**WHAT YOU NEED TO DO**.
a) In the notebook code below, translate the comment "Process each audio file in the directory" into Spanish.
b) Quote everything in the notebook code below from "# Load ground" down to "audio = wavfile.read(os.path.join(audio_dir, audio_file))".

**DOCUMENT EXCERPT**.
────────────────────────────────────────

In [1]:
from transformers import Wav2Vec2FeatureExtractor, Wav2Vec2CTCTokenizer, Wav2Vec2Processor, Wav2Vec2ForCTC
import torch
from scipy.io import wavfile
import os
import torch
from jiwer import wer, cer
from scipy.io import wavfile
from scipy.signal import resample_poly

In [2]:
model = Wav2Vec2ForCTC.from_pretrained("../savedModel")
processor = Wav2Vec2Processor.from_pretrained("../savedModel")

In [12]:
# Directory paths
audio_dir = "../dataset_experiment/audio"
text_dir = "../dataset_experiment/text"

# Function to load text labels
def load_text_labels(text_dir):
    labels = {}
    for filename in os.listdir(text_dir):
        if filename.endswith(".txt"):
            with open(os.path.join(text_dir, filename), "r") as f:
                labels[filename.replace(".txt", "")] = f.read().strip()
    return labels

# Load ground truth text labels
text_labels = load_text_labels(text_dir)

# Lists to store predictions and ground truth
predictions = []
ground_truths = []

# Process each audio file in the directory
for audio_file in os.listdir(audio_dir):
    if audio_file.endswith(".wav"):
        file_id = audio_file.replace(".wav", "")
        
        # Read audio file
        sampling_rate, audio = wavfile.read(os.path.join(audio_dir, audio_file))

────────────────────────────────────────

**SUPPLIED RECORDS**.
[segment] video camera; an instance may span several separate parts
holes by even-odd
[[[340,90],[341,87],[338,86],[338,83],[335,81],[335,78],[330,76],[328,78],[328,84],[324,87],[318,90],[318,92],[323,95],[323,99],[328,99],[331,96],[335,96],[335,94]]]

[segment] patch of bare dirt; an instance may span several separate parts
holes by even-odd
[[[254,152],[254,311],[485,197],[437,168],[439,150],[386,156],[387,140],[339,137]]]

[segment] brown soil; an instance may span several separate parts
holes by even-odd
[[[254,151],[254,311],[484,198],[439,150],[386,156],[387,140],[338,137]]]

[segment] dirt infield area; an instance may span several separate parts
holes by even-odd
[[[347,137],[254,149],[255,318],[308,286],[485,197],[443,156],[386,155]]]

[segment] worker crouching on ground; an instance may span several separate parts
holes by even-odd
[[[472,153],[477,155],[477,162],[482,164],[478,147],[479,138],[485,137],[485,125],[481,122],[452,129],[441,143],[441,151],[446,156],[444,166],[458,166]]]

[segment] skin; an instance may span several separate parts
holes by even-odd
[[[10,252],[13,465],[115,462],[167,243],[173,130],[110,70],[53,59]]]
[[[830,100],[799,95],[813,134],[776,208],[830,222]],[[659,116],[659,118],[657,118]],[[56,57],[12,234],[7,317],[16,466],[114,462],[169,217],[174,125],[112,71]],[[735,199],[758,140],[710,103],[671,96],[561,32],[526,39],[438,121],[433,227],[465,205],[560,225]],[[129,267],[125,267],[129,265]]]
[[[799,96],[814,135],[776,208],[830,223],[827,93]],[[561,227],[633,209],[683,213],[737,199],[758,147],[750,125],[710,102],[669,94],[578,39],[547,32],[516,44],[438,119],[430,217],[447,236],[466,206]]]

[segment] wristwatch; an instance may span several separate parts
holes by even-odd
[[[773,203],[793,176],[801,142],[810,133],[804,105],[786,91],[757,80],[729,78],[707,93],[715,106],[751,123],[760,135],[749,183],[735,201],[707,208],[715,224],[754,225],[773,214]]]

────────────────────────────────────────

**RESULTS FOR THE EXERCISE**.
a) Procesa cada archivo de audio del directorio.

b)
# Load ground truth text labels
text_labels = load_text_labels(text_dir)

# Lists to store predictions and ground truth
predictions = []
ground_truths = []

# Process each audio file in the directory
for audio_file in os.listdir(audio_dir):
    if audio_file.endswith(".wav"):
        file_id = audio_file.replace(".wav", "")
        
        # Read audio file
        sampling_rate, audio = wavfile.read(os.path.join(audio_dir, audio_file))